TASK OBJECTIVE — In the jellyfish post, which organization published the new study on jellyfish swarms?

STUDY TEXT —
• • • •

Posted by Richard Conniff on December 14, 2008


Michael Dawson, University of California, Merced

Jellyfish swarms (like this one on Palau) are on the increase. Credit: Michael Dawson, UC, Merced

“Look around and see all the jellyfish,” the noted marine biologist Jimi Hendrix once declared. “You sayin’ flotation is groovy, baby.”

But it’s turning out to be too groovy and too floaty by at least half.

Massive jellyfish swarms are becoming a worldwide problem, according to a new study from The National Science Foundation with the strangely Snoop Dog title, Jellyfish Gone Wild: Environmental Change and Jellyfish Swarms.  Human activities are probably a factor, and it may be a bigger problem than occasionally getting stung at the beach.

• • • •

EXCERPTED RECORDS —
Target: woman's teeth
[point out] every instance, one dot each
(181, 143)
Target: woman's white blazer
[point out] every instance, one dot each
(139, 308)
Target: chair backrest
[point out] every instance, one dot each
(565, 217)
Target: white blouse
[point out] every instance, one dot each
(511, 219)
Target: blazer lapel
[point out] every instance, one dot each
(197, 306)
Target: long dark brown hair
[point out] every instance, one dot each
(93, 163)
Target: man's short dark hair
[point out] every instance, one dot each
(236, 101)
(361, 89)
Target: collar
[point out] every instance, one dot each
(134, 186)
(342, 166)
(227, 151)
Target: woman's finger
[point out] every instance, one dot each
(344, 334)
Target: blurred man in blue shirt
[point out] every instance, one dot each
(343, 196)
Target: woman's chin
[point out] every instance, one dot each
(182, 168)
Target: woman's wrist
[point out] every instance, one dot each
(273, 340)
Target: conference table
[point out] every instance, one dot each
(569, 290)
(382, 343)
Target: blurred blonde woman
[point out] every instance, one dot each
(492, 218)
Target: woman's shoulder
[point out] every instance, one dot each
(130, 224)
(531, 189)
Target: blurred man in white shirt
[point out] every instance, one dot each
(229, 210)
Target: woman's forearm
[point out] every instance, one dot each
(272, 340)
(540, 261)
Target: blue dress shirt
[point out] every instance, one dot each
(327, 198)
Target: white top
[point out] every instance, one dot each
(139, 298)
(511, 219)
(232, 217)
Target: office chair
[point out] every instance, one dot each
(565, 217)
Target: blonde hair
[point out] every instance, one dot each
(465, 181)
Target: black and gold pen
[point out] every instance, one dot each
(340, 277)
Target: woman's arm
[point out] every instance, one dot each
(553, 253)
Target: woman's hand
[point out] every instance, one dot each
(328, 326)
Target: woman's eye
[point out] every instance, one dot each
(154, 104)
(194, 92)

• • • •

OUTPUT FOR THIS EXERCISE — The National Science Foundation